(STUDY MATERIAL Opens)
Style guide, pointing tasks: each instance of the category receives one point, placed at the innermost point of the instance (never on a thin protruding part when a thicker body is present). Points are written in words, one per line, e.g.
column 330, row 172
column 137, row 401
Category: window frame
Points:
(STUDY MATERIAL Closes)
Whatever appears in the data above must be copied word for word.

→ RESPONSE FOR THIS EXERCISE:
Style guide, pointing tasks: each instance of the category receives one point, placed at the innermost point of the instance (never on a thin protruding part when a thicker body is present). Points are written in words, one per line, e.g.
column 330, row 172
column 137, row 401
Category: window frame
Points:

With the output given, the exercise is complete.